:: EXERCISE MATERIAL ::
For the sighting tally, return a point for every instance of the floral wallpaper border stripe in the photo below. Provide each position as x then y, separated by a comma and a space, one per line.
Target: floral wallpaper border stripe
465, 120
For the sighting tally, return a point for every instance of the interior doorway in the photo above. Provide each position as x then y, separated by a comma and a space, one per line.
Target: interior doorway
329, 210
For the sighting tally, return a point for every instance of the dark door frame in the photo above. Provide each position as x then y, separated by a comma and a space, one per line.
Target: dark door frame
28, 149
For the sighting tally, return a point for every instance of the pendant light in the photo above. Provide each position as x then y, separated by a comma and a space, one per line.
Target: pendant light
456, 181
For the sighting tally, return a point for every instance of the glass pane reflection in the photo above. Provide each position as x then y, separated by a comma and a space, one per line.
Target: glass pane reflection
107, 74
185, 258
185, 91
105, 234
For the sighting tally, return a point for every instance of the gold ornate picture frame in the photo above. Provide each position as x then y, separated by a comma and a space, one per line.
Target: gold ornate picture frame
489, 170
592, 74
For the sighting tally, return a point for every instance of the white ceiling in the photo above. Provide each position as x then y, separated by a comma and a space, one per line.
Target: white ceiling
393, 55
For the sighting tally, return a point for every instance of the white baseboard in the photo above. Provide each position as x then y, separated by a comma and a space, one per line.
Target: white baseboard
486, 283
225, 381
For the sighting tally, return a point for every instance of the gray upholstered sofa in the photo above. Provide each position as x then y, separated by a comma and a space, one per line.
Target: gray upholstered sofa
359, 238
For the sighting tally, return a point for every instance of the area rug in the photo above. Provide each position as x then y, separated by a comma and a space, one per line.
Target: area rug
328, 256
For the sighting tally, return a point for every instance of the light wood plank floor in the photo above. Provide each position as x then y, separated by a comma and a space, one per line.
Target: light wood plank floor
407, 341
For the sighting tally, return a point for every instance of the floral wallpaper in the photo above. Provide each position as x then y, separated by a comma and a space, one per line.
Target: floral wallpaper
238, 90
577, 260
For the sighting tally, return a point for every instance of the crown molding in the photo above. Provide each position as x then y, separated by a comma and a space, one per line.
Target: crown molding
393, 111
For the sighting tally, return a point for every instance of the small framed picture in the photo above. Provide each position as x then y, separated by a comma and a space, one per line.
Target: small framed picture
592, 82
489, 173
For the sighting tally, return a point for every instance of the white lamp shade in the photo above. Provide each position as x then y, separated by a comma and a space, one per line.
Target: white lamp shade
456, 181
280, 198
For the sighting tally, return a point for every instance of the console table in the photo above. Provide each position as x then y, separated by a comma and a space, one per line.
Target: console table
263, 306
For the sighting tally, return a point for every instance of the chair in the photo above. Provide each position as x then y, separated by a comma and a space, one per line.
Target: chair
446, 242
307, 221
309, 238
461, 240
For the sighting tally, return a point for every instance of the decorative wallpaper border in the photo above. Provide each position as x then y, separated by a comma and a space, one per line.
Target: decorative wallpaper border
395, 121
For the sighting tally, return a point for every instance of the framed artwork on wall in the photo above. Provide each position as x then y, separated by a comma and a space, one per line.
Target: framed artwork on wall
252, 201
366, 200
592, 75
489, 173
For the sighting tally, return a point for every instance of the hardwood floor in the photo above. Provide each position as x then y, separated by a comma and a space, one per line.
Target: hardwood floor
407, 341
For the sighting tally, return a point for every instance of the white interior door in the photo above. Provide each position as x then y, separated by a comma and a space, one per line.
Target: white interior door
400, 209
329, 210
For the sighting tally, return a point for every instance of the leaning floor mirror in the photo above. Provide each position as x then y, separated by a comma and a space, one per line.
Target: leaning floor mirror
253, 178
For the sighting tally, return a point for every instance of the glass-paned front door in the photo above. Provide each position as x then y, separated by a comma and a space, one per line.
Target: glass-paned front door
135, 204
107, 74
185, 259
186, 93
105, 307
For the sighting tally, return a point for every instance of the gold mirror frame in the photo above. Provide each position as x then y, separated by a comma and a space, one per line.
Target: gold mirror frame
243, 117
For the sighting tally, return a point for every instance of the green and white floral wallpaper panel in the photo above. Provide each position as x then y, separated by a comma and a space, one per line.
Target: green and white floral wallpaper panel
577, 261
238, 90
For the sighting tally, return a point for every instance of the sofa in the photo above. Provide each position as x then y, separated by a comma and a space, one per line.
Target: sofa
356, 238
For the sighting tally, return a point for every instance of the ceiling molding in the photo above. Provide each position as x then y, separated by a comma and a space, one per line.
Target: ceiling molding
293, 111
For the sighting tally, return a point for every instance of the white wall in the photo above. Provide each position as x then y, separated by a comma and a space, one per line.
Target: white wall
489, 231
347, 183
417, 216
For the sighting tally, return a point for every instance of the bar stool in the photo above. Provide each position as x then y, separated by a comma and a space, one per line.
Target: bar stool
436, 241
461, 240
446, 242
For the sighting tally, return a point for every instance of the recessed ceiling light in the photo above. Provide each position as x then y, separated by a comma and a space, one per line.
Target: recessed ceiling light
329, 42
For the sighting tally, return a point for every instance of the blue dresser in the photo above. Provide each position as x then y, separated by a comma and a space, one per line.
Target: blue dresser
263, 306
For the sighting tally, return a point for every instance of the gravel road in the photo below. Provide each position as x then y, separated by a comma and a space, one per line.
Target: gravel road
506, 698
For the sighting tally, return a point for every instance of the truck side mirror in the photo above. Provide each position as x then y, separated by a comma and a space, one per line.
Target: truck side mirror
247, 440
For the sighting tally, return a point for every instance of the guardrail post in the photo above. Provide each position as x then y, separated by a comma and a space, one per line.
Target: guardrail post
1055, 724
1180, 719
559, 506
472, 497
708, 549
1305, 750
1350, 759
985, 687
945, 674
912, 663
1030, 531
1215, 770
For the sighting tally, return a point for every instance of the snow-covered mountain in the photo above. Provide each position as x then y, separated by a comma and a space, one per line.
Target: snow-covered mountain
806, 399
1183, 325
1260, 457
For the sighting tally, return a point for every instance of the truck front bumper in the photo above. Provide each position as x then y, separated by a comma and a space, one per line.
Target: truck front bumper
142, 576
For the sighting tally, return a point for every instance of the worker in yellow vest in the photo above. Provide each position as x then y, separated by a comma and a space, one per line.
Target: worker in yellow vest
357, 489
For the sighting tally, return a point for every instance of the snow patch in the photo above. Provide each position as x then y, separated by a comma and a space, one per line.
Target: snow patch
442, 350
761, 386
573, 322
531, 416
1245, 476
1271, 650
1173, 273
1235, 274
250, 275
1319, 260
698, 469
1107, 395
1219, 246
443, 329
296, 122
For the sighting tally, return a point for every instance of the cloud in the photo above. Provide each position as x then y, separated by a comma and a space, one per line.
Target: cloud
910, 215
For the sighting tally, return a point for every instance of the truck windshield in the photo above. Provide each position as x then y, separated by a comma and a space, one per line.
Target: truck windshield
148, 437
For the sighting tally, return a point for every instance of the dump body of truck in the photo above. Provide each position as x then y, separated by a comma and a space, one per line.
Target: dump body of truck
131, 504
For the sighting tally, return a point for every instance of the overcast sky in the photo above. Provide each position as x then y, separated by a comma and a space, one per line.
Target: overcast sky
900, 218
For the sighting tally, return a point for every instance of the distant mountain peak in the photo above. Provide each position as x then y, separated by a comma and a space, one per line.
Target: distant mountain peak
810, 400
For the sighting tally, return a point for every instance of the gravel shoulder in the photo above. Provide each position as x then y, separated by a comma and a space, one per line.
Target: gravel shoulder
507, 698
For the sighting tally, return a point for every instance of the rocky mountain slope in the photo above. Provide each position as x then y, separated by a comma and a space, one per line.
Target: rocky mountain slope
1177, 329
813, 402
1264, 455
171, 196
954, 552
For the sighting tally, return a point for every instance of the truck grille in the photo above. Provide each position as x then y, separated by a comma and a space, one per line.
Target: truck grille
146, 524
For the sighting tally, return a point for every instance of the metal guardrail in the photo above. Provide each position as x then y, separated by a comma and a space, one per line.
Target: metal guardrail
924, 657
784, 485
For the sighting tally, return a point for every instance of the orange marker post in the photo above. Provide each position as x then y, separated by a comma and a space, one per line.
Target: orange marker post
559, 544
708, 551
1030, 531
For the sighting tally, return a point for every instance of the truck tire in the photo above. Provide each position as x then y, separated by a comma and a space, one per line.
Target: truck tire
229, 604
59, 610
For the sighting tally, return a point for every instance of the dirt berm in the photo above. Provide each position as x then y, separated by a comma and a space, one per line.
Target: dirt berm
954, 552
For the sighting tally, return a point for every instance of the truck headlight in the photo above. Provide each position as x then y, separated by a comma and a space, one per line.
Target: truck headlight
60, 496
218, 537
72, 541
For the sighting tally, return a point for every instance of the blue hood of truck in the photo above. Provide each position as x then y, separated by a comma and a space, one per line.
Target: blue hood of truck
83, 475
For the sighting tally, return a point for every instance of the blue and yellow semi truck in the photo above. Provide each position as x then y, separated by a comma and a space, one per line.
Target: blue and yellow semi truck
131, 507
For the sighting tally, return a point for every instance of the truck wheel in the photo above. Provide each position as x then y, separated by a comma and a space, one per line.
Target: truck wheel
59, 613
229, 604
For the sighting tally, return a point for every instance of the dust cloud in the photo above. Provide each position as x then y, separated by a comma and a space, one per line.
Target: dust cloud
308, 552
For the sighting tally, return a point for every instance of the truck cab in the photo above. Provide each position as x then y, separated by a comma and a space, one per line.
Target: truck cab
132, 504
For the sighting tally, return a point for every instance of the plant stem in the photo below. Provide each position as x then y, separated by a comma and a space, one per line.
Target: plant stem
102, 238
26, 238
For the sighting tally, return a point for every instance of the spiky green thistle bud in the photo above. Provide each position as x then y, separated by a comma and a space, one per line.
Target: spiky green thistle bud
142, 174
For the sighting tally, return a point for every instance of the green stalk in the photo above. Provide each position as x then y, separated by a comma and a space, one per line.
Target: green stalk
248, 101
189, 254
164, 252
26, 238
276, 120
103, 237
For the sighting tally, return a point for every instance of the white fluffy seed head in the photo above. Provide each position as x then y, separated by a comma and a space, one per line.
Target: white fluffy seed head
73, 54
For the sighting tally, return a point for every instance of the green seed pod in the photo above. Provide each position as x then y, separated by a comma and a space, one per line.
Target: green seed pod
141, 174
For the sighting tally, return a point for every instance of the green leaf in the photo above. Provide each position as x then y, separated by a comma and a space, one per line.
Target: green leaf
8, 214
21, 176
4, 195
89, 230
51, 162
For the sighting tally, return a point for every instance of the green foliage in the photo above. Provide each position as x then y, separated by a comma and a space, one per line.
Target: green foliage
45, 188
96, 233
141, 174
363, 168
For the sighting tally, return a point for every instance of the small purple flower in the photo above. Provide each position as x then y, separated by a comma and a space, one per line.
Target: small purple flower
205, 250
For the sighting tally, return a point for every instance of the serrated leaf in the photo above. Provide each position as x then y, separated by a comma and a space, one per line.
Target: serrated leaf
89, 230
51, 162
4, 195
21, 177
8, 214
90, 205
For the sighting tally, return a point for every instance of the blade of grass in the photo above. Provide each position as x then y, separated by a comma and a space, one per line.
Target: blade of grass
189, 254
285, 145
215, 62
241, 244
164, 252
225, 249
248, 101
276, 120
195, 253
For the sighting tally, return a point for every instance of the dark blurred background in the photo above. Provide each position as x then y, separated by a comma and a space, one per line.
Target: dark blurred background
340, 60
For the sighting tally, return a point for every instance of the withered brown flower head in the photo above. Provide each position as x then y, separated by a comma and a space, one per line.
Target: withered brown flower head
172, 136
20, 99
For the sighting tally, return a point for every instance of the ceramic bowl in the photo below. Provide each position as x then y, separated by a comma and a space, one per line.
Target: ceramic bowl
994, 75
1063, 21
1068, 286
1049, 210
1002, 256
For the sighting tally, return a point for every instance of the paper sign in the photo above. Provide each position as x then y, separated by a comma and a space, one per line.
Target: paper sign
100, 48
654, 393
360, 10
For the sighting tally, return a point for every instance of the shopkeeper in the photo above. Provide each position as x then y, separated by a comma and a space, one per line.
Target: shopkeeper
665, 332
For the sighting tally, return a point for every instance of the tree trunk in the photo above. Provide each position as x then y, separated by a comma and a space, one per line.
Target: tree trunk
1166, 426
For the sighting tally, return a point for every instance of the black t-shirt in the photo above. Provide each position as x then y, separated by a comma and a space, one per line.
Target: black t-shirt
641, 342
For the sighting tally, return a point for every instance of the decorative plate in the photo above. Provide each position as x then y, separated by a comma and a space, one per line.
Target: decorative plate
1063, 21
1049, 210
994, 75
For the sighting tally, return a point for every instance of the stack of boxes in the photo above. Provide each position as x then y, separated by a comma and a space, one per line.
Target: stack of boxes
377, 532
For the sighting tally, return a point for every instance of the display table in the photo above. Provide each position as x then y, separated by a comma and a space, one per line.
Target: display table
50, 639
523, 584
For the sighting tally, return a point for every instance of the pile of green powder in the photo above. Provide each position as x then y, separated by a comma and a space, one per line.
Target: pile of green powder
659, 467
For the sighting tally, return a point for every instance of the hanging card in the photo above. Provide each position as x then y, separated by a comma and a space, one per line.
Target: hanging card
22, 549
:::
__PROBLEM TO SOLVE__
Find the word "below" in the entries, then copy out every line that has it.

__RESULT OF THE EXERCISE__
For the sighting tally, return a point for every instance of the floral wallpaper border stripe in the photo below. Provide each position as x then y, separated by a comma and a space, one per line.
For the sighting tally, return a point for every instance of the gravel road in the photo below. Provide each position as x then y, separated by a comma and a space, one per line.
For the sighting tally, return a point for every instance of the plant stem in the photo below. Provide each position as x then y, separated by a comma and a space, one per line.
For the sighting tally, return a point for every instance of the ceramic bowl in the photo below. Provide each position as x then y, separated by a comma and a space, one per line.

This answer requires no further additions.